Kutipan Terpilih.
Korupsi Minyak Pertamina: Modus Impor Fiktif, Mark Up Harga, dan Oplosan BBM yang Merugikan Negara Rp193,7 Triliun

Korupsi Minyak Pertamina: Modus Impor Fiktif, Mark Up Harga, dan Oplosan BBM yang Merugikan Negara Rp193,7 Triliun

RUANGBOGOR - Kejaksaan Agung telah menetapkan sembilan tersangka dalam kasus dugaan korupsi tata kelola minyak di Pertamina, dengan kerugian negara yang mencapai Rp193,7 triliun.

Korupsi ini berlangsung dalam kurun waktu 2018 hingga 2023 dan melibatkan berbagai modus operandi, termasuk pengaturan impor minyak mentah dan produk kilang, serta manipulasi harga melalui perantara atau broker.

Pola Korupsi dan Modus Operasi

Berdasarkan analisis data Kejaksaan Agung, terdapat lima komponen utama yang menjadi penyebab kerugian negara:

Kerugian ekspor minyak mentah dalam negeri – Rp35 triliun.

Kerugian impor minyak mentah melalui broker – Rp2,7 triliun.

Kerugian impor BBM melalui broker – Rp9 triliun.

Kerugian pemberian kompensasi tahun 2023 – Rp126 triliun.

Kerugian pemberian subsidi tahun 2023 – Rp21 triliun.

Korupsi terjadi dengan cara menurunkan produksi kilang minyak dalam negeri sehingga pasokan minyak mentah lokal harus diekspor.

Selanjutnya, kebutuhan minyak dalam negeri dipenuhi dengan impor melalui broker yang menetapkan harga lebih tinggi dibandingkan dengan harga pasar yang seharusnya.

Selain itu, ditemukan praktik manipulasi kualitas bahan bakar, yakni impor bensin RON 90 dengan harga RON 92, lalu melakukan pencampuran (blending) agar sesuai dengan standar RON 92 yang lebih mahal.

Pihak yang Bertanggung Jawab:

Direktur Utama PT Pertamina Patra Niaga, Riva Siahaan

Riva Siahaan bersama pejabat lainnya menciptakan kondisi yang menurunkan produksi kilang dalam negeri, sehingga terjadi ketergantungan pada impor minyak mentah. Ia juga diduga memenangkan broker minyak mentah secara ilegal.

Direktur Feedstock dan Product Optimization PT Kilang Pertamina Internasional, Sani Dinar Saifuddin

Sani Dinar menolak pasokan minyak mentah dari Kontraktor Kontrak Kerja Sama (KKKS) dengan alasan tidak sesuai spesifikasi. Akibatnya, minyak mentah domestik harus diekspor, sementara kebutuhan dalam negeri dipenuhi melalui impor dengan harga lebih tinggi.

Baris Data.
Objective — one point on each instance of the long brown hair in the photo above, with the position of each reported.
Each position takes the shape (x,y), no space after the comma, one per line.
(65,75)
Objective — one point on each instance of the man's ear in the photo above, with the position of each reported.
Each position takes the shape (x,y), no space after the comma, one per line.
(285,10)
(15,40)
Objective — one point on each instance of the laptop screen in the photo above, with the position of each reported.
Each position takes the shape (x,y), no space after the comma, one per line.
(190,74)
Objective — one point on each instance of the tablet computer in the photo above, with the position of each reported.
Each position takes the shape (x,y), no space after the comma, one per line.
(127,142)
* * *
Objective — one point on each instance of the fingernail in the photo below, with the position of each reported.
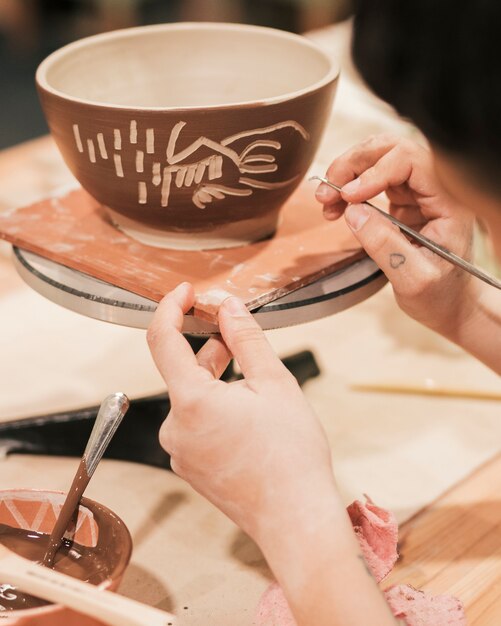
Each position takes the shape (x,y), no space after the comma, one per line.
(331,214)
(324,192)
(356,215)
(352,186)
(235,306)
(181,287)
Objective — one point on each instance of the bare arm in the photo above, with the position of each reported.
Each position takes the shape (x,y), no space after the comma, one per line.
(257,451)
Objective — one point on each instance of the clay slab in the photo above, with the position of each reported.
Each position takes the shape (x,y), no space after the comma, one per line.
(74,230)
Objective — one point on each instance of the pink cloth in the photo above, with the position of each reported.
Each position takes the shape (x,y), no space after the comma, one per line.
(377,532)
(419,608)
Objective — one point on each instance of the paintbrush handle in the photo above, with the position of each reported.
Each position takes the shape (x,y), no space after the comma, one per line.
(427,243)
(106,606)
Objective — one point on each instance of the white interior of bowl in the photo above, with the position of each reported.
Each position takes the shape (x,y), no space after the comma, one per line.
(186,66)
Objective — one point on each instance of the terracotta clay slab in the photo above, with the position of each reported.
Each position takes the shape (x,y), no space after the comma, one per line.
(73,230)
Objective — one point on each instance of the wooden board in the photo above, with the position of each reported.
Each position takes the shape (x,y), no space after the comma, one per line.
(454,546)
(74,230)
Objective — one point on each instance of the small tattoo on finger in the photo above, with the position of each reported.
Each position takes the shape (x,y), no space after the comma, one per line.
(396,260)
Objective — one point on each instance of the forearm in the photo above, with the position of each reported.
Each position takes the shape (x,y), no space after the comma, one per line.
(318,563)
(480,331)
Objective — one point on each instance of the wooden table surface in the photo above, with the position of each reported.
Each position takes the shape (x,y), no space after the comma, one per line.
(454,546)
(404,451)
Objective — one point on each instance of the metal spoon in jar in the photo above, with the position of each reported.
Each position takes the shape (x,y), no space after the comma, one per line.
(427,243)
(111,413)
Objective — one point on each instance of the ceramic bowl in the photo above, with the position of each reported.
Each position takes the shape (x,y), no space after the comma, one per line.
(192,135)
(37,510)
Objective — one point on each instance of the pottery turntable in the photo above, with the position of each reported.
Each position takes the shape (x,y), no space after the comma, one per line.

Yang Diminta.
1 - Tuliskan ulang bagian kutipan mulai dari "Kerugian impor minyak" sampai "lokal harus diekspor.", termasuk kedua ujungnya, tanpa mengubah apa pun.
2 - Saring data dan salin setiap baris yang mengandung kata "clay".
Kutipan dan data di atas diambil dari sumber yang berbeda.

Kumpulan Jawaban.
1 -
Kerugian impor minyak mentah melalui broker – Rp2,7 triliun.

Kerugian impor BBM melalui broker – Rp9 triliun.

Kerugian pemberian kompensasi tahun 2023 – Rp126 triliun.

Kerugian pemberian subsidi tahun 2023 – Rp21 triliun.

Korupsi terjadi dengan cara menurunkan produksi kilang minyak dalam negeri sehingga pasokan minyak mentah lokal harus diekspor.

2 -
Objective — one point on each instance of the clay slab in the photo above, with the position of each reported.
Objective — one point on each instance of the terracotta clay slab in the photo above, with the position of each reported.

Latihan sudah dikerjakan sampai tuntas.